TASK STATEMENT:
An exact copy of every entry is the answer here, with no pictures.
[Opening DATASET CONTENT section]
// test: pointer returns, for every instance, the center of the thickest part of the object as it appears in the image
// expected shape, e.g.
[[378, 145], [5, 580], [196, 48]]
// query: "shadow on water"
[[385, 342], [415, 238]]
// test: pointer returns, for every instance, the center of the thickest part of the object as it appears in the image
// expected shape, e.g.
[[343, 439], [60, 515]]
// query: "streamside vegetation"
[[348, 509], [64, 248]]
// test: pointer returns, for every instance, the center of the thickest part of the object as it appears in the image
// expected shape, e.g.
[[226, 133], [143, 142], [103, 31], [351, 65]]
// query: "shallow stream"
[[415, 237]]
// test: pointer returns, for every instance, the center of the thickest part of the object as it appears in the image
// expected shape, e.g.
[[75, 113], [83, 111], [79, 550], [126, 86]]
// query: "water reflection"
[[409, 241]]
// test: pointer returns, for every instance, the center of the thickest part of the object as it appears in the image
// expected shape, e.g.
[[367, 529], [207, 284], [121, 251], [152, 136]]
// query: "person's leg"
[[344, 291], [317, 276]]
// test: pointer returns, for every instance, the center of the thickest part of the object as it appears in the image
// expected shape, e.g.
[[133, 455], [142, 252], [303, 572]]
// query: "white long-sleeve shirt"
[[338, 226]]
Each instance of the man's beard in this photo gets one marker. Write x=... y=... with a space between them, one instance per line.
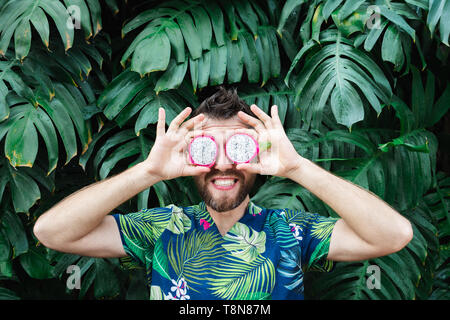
x=224 y=204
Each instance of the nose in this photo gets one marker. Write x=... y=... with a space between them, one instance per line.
x=223 y=163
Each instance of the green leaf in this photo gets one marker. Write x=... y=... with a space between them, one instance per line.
x=391 y=49
x=151 y=54
x=172 y=78
x=435 y=11
x=36 y=263
x=190 y=34
x=218 y=65
x=288 y=7
x=22 y=40
x=15 y=232
x=106 y=283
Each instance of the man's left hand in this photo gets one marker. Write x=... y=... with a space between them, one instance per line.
x=277 y=156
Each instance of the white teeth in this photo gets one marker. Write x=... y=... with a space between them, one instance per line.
x=224 y=183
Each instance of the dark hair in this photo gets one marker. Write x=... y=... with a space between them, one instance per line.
x=223 y=104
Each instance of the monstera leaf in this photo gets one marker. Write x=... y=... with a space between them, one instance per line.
x=335 y=71
x=18 y=17
x=200 y=27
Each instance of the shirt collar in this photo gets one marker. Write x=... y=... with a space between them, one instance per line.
x=252 y=208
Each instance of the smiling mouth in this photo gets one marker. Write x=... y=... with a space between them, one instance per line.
x=225 y=183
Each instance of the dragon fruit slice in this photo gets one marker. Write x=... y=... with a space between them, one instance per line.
x=241 y=148
x=203 y=151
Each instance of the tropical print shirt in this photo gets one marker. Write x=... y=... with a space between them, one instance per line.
x=263 y=256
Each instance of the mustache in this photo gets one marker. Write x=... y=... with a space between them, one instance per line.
x=231 y=172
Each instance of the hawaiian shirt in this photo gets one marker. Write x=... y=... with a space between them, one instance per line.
x=263 y=256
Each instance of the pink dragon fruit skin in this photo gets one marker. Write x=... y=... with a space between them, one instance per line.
x=241 y=148
x=203 y=151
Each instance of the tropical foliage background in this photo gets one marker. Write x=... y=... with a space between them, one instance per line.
x=362 y=87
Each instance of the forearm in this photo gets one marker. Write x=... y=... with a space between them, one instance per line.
x=78 y=214
x=372 y=219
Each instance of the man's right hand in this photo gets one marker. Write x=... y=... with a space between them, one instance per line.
x=167 y=158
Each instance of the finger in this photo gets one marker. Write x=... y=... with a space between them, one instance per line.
x=275 y=116
x=262 y=115
x=250 y=132
x=195 y=122
x=255 y=123
x=176 y=122
x=161 y=125
x=193 y=133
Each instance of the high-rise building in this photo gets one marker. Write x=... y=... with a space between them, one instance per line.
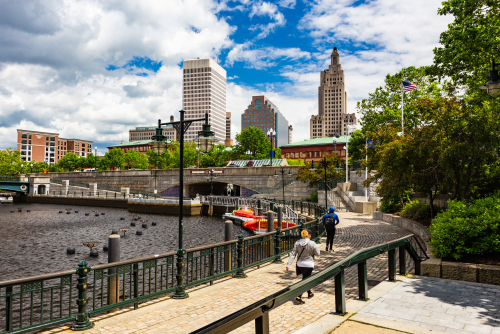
x=332 y=115
x=146 y=132
x=264 y=114
x=204 y=91
x=48 y=146
x=228 y=141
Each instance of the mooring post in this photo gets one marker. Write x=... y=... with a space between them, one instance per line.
x=402 y=260
x=82 y=317
x=239 y=248
x=228 y=236
x=363 y=281
x=113 y=281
[Closing DATASET CONTENT section]
ANSWER BOX:
// test: pointer returns, for every instance, the center of the thickest part of the object as it appears in the image
// expected shape, e.g.
[[378, 145], [5, 580], [196, 48]]
// query: "shadow on water"
[[385, 342], [415, 238]]
// test: pointer returns, for every instance, the center of the thickest part of the object as it appears in the image
// expected shape, e.g.
[[343, 439], [60, 515]]
// query: "streamside vegetation"
[[348, 509], [64, 248]]
// test: pointer returns, for every instance, the center of the thickest part of the object as it appears in the image
// expected shape, e.g.
[[226, 133], [143, 142], [103, 31], [351, 65]]
// query: "shallow stream"
[[415, 237]]
// test: pointer returns, for every instance, the center of the thickest part of the object as it appears in the image
// expected shape, e.g.
[[75, 113], [83, 111], [79, 550], [126, 86]]
// query: "water reflection"
[[409, 241]]
// test: pointer returns, for every instance, the center of the thickest part of the object as it appears in the image
// expected shape, e.g.
[[367, 529], [207, 284], [121, 251], [152, 136]]
// query: "person's leg"
[[344, 291], [317, 276]]
// test: pointer returns, for every instance, the center of the thickest part of the object as it appears in the image
// expected shape, e.g.
[[133, 455], [142, 252], [303, 572]]
// query: "white long-sleeve shirt"
[[338, 226]]
Each instance of the man's beard in this photo gets one marker. Write x=... y=... with a space between them, one instance per line.
x=224 y=204
Each instance of the nose in this photo gets one marker. Write x=... y=... with a space between them, one instance per line.
x=223 y=163
Each instance of the green leaf in this photo gets one marker. Write x=... y=... with a space between them, one instance per line.
x=391 y=49
x=151 y=54
x=172 y=78
x=435 y=11
x=36 y=263
x=190 y=34
x=218 y=65
x=288 y=7
x=22 y=40
x=15 y=232
x=106 y=283
Each instance of the man's left hand in this photo gets one marker. Write x=... y=... with a space between them, one instance per line.
x=277 y=156
Each instance of the white teeth in this photo gets one marker. Write x=... y=... with a space between them, one instance per line.
x=224 y=183
Each instance of the dark hair in this photo gets one marker. Write x=... y=... with a space between them, one instance per line.
x=223 y=104
Each instance of the monstera leaf in this photo gets one marker. Write x=... y=... with a space between them, one instance per line.
x=335 y=71
x=18 y=17
x=200 y=27
Each instance of the shirt collar in this photo gets one marker. Write x=... y=... with a space between them, one instance per line.
x=252 y=208
Each instance of the smiling mouth in this photo gets one marker. Write x=... y=... with a space between them, one instance per line.
x=225 y=183
Each instance of the dragon fruit slice in this photo gets one marker. Write x=... y=... with a space between them, one instance per line.
x=241 y=148
x=203 y=151
Each instance of the tropical print shirt in this photo gets one marker. Write x=... y=... with a space between them, one instance per line.
x=263 y=256
Each instance of the mustache in this photo gets one marker. Write x=... y=... with a space between them, one instance per line.
x=231 y=172
Each instance of the hawaiian shirt in this photo gets one marker. Write x=... y=... with a space between them, one instance per line.
x=263 y=256
Each instance of the pink dragon fruit skin in this photo gets one marker. Write x=... y=... with a space between them, one instance per line.
x=241 y=148
x=203 y=151
Each instance of the tropical foliage background in this photo gets one marker. Write x=... y=... with a space between them, one instance per line.
x=362 y=87
Each instance of the forearm in this photo gets one marker. Write x=... y=... with a space between them, one instance per line.
x=78 y=214
x=372 y=219
Each instance of the man's right hand in this photo gets one marker. Write x=... y=... with a space between them, one instance per line.
x=167 y=158
Each instance of the finger in this photo gets one marker. Write x=... y=... with a space between them, one instance per line.
x=275 y=116
x=262 y=115
x=250 y=132
x=195 y=122
x=255 y=123
x=176 y=122
x=161 y=125
x=193 y=133
Each instance of the high-rise building in this photo gets one marker. Write x=... y=... with a space between them, one instance per line.
x=332 y=115
x=146 y=132
x=264 y=114
x=204 y=91
x=48 y=146
x=228 y=141
Each instance of the mooring post in this photo gets one marker. Write x=... y=... with a space between them, one instance per line.
x=402 y=260
x=82 y=317
x=239 y=248
x=228 y=236
x=363 y=281
x=113 y=281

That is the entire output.